Coordinate labeling data:
━━━━━━

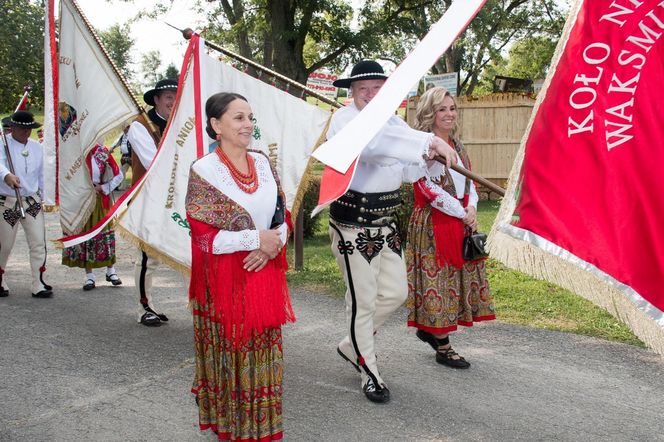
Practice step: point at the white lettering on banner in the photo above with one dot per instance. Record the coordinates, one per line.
(585, 96)
(185, 131)
(616, 115)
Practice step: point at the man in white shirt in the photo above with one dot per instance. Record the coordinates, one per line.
(28, 177)
(363, 228)
(144, 137)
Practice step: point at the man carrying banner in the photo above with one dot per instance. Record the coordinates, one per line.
(363, 228)
(144, 144)
(28, 160)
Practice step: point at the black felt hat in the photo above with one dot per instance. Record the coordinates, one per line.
(21, 119)
(162, 85)
(364, 70)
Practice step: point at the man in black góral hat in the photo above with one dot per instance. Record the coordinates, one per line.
(144, 145)
(28, 160)
(363, 225)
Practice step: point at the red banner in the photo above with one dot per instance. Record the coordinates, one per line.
(591, 178)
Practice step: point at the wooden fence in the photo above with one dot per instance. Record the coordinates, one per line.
(491, 129)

━━━━━━

**Problem**
Copy out every line of the items above word for word, omitting the pictures.

**Exercise output**
Practice step: point at the white lettering on banner in the photo above with one dot per instance. Record the coordinates, one per line.
(585, 96)
(185, 131)
(616, 115)
Practice step: point at the man in white shirt in the photo above with one dot per instance. Record the coordinates, one per line.
(28, 177)
(363, 228)
(144, 137)
Practice step: point at the man carrying banner in the photo above with one dot per instance. Record the coordinates, one per line.
(363, 228)
(144, 144)
(28, 160)
Practice step: point at the black felt hat in the photo above with one dot per instance. Record the coordinates, one per line.
(21, 119)
(162, 85)
(364, 70)
Practice step: point at the man in black góral hat in the photo above with one dot per instance. Record the coordinates, one per line.
(144, 145)
(28, 160)
(363, 225)
Practice step: point at the red banner in the photo above with one dot per instance. Record the coordinates, one per line.
(591, 178)
Practice step: point at the wooden fence in the photo above with one dot per instance. Record the coordinates, one per line.
(491, 129)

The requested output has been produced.